Bounding box data excerpts

# # # #

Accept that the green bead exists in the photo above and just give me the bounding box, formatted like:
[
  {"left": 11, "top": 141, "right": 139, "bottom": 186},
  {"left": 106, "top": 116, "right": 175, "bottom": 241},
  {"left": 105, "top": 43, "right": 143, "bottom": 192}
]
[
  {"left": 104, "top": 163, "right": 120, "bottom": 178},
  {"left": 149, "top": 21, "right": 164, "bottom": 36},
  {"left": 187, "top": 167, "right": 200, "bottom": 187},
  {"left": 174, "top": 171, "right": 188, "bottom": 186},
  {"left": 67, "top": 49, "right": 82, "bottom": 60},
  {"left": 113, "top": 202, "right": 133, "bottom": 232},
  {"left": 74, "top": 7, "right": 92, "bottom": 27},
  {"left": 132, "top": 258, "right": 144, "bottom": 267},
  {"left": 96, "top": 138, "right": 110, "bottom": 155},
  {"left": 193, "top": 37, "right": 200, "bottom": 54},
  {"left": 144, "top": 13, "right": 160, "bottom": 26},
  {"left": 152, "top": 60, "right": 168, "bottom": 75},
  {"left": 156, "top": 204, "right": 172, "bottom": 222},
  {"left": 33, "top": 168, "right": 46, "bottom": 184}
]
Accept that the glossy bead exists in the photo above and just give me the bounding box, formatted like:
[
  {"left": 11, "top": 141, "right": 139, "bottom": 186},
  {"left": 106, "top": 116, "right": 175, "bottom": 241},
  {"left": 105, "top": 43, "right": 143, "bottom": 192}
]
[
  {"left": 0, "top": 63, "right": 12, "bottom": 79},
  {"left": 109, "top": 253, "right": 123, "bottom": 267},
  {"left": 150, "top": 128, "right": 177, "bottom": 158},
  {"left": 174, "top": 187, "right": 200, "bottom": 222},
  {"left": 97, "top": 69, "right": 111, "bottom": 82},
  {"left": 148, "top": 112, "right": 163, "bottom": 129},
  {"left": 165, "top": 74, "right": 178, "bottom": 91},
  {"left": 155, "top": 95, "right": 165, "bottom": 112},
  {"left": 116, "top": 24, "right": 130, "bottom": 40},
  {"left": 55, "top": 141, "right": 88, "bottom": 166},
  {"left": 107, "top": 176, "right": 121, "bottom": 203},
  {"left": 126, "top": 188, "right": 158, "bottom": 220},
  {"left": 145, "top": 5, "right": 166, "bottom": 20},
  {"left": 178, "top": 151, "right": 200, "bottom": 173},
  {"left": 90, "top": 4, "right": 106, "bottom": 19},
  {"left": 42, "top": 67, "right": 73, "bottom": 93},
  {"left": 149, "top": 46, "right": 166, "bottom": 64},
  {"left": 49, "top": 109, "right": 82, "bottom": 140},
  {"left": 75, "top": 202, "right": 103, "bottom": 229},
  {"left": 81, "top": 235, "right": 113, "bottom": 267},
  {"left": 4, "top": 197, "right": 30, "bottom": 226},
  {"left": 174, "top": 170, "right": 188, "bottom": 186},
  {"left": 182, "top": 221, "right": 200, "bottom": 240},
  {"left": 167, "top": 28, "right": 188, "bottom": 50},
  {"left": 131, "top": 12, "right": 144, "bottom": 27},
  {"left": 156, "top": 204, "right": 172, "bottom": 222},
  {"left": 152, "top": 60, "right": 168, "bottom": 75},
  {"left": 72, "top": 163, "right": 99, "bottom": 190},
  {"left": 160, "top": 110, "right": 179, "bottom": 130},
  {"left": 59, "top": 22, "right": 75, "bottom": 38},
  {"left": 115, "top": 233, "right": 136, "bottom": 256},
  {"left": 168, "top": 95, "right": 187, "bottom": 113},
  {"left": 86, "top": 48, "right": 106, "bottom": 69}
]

# # # #

Which lines in the data above contain the string "photo"? Copy each of them in full.

## FINAL RESULT
Accept that the green bead exists in the photo above and just give me the bounding box, formatted like:
Accept that the glossy bead exists in the photo above and just give me the bounding box, formatted like:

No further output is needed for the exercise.